[Exercise objective]: Please return the data word for word and leave out any picture it contains.

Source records
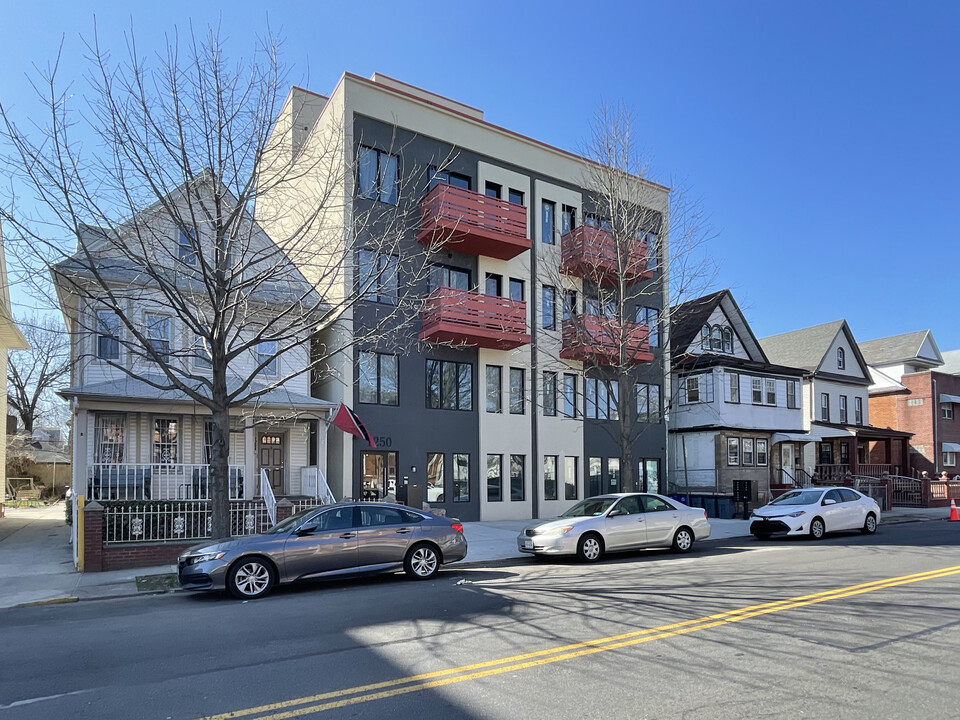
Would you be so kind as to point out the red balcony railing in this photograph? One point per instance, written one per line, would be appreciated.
(591, 253)
(473, 223)
(460, 317)
(590, 338)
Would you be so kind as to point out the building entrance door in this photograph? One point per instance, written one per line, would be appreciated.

[Exercise result]:
Would you be so kind as to point out the red balcony railing in this photograph? One point per instance, written one per line, would be appreciated.
(591, 253)
(473, 223)
(460, 317)
(590, 338)
Would you be so kind as to point out the building entrance door in this photograph? One point per instance, written one per line, would be appreciated.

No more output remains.